**The problem**
Before writing anything, find the line that contains "374L414 342L319 338L269", then retype the entries below exactly from their first line through that one, without pictures.
-----
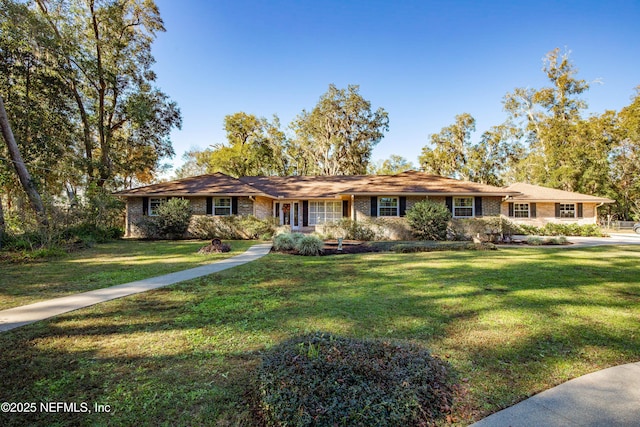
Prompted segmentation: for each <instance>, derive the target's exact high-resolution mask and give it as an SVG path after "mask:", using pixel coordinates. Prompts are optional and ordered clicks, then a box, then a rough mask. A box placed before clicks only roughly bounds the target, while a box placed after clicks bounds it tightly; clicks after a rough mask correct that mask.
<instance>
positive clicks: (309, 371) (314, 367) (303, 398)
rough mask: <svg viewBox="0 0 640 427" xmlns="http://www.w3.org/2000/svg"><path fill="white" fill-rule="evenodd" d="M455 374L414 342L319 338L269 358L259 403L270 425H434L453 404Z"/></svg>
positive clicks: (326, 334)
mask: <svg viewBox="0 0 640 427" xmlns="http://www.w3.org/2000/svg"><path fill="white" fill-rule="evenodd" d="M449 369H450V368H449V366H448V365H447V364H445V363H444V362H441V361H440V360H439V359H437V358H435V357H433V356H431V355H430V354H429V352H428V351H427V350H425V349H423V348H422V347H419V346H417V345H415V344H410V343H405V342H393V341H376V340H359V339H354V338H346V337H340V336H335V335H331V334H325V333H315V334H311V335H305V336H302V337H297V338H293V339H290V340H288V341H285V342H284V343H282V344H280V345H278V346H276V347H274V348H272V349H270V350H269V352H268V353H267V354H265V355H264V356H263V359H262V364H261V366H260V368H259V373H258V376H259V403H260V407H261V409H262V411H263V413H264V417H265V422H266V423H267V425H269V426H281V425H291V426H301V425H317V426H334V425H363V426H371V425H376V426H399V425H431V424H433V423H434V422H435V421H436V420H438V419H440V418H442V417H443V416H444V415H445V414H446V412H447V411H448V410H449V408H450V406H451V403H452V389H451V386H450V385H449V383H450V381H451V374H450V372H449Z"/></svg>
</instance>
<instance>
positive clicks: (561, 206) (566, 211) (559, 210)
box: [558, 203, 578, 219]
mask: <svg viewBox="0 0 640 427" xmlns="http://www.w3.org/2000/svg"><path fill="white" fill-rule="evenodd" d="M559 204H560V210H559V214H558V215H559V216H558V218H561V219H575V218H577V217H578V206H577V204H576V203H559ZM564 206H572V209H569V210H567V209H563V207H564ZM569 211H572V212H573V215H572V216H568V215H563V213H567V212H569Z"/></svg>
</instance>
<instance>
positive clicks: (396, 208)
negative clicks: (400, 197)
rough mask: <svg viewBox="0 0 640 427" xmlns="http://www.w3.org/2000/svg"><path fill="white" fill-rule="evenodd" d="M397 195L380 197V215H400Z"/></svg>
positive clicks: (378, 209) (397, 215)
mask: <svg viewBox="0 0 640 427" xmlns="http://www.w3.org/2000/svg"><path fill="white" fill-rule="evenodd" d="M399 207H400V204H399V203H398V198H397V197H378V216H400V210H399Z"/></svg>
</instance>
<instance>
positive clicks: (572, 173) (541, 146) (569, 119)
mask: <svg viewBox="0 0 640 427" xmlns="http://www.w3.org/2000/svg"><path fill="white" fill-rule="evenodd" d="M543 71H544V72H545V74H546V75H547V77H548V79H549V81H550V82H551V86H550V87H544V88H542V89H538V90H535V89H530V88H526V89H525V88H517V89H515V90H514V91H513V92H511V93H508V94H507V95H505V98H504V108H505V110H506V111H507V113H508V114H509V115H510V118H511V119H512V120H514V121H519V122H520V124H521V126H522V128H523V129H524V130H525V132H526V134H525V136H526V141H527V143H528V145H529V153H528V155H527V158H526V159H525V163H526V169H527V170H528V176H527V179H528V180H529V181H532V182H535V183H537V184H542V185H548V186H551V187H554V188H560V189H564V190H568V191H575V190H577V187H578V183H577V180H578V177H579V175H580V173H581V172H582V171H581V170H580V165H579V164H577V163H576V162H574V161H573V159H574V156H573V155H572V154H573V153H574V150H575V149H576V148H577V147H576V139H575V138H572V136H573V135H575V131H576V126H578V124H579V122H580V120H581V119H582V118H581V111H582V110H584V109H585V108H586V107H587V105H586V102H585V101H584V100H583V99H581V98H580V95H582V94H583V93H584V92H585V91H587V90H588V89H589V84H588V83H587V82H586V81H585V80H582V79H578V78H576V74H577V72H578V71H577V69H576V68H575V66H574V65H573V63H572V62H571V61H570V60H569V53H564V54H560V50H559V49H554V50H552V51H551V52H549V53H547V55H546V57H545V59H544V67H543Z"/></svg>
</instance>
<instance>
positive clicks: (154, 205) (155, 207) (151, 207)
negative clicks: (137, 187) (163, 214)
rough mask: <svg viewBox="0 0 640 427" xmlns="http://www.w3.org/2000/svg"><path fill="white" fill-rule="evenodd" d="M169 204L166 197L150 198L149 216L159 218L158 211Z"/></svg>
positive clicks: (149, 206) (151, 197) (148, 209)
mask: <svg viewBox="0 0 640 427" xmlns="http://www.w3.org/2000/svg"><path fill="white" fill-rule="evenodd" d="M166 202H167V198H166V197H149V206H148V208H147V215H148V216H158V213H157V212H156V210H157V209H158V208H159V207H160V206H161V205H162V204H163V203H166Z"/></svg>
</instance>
-----
**The completed task**
Prompted segmentation: for each <instance>, derive the target's exact high-resolution mask and give it as an SVG path after "mask:", using pixel coordinates. Prompts are optional and ordered clicks, then a box, then a rough mask. A box placed before clicks only roughly bounds the target, while a box placed after clicks bounds it tightly; clicks after a rough mask correct that mask.
<instance>
positive clicks: (309, 371) (314, 367) (303, 398)
rough mask: <svg viewBox="0 0 640 427" xmlns="http://www.w3.org/2000/svg"><path fill="white" fill-rule="evenodd" d="M455 374L414 342L319 338L269 358L259 403L270 425H434L453 404Z"/></svg>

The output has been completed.